How to complete this task:
Line by line, give the data again exactly as it appears, but without pictures.

(Supplied data begins)

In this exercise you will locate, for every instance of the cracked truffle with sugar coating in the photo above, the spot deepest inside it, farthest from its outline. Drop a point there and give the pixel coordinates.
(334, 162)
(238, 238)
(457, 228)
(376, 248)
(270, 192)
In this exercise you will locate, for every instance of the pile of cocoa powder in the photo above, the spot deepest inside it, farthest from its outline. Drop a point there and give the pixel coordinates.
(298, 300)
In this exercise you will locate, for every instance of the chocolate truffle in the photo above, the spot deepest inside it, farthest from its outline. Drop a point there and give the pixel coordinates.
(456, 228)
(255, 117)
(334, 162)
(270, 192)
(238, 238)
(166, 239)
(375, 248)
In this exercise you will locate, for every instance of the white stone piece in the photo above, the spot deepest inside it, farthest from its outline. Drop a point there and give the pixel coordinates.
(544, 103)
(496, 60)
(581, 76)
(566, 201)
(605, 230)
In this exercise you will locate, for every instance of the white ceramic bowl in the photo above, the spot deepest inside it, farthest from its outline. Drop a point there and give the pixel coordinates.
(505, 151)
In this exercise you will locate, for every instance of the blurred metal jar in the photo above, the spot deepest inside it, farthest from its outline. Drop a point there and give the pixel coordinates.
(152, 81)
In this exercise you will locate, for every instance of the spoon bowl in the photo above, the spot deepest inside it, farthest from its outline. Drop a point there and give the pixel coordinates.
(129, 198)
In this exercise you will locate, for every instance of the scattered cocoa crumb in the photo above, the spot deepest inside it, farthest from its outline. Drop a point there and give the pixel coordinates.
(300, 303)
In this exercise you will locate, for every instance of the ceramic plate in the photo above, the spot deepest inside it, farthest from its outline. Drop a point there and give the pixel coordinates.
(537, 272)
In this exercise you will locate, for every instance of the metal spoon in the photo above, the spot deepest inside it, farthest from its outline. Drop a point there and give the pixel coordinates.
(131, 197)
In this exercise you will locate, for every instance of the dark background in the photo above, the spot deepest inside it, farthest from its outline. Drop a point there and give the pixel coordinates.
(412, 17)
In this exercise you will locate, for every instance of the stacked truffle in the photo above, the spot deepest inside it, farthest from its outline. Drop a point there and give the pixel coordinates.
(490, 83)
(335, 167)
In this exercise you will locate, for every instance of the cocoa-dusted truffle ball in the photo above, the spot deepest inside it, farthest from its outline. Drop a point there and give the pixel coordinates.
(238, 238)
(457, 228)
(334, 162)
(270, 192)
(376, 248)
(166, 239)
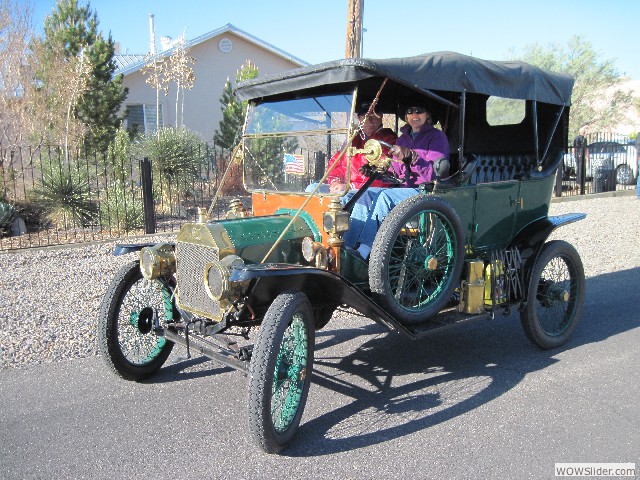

(Supplied data ends)

Problem solution:
In this exercise you will locate, for every instance of the cracked truffle with sugar coating in the photo above, the spot deepest inside it, farthest from its outline. Drop a point there and give the pixel coordinates.
(334, 162)
(238, 238)
(457, 228)
(376, 248)
(270, 192)
In this exercise you will locate, for every instance of the pile of cocoa powder in the photo above, the spot deepest inside it, farthest from its outline. Drop a point there and give the pixel coordinates.
(298, 300)
In this exercise you will locate, for every instance of the chocolate truffle in the photo above, the spot deepest inside it, farthest from its outline. Drop a point there and give the pixel coordinates.
(456, 228)
(255, 117)
(334, 162)
(270, 192)
(238, 238)
(166, 239)
(375, 248)
In this exercise you will locate, for every instance of the white stone piece in the photo above, the spot deepest inside it, farthest from its outline. Drop a point there and give the pixel coordinates.
(544, 103)
(496, 60)
(581, 76)
(566, 201)
(605, 230)
In this exercise you will locate, for every instance of the white ceramic bowl in the photo above, the spot deepest inside it, farthest from its outline. Drop a point there and give the pixel coordinates.
(505, 151)
In this exercise you will locate, for every instance of the blurred metal jar in the photo above, the spot deepest inside it, farthest from its outline. Drop a point there and give the pixel coordinates.
(152, 81)
In this exercise you will locate, for every instance of the spoon bowl in the photo above, the spot deepest inside it, farthest from its outline. Drop a point there and give the pixel coordinates.
(129, 198)
In this exercise you will locate, for every instance of the scattered cocoa crumb in the photo above, the spot deepest inside it, farthest from its outline. Drop a point there and give the pixel coordinates.
(300, 303)
In this exercise you will locate, for every instance of the ceramic plate in the photo above, the spot deepest inside it, farthest from its outline. Drop a point there and give the pixel coordinates.
(537, 272)
In this exercise you will locate, for every instance of the metal spoon in the photo above, the spot deepest inside it, farthest from its outline. Drop a point there and give the pixel coordinates.
(131, 197)
In this exercise you will locate, for every instance of the dark background in the photo above, the spot deepest inside it, farthest from its outline. Drop a point there and give the pixel coordinates.
(412, 17)
In this exercise you will locate, for every instance of the stacked truffle in the photo above, the spot deepest inside it, farthest from its outline. Drop a point there and give the pixel coordinates.
(490, 83)
(335, 167)
In this exercise you will locate, for every instance of the cocoa-dusted truffle ball in the photo above, the spot deepest inside it, farthest from its outline. Drop a point there and give the pixel coordinates.
(238, 238)
(457, 228)
(334, 162)
(270, 192)
(376, 248)
(166, 239)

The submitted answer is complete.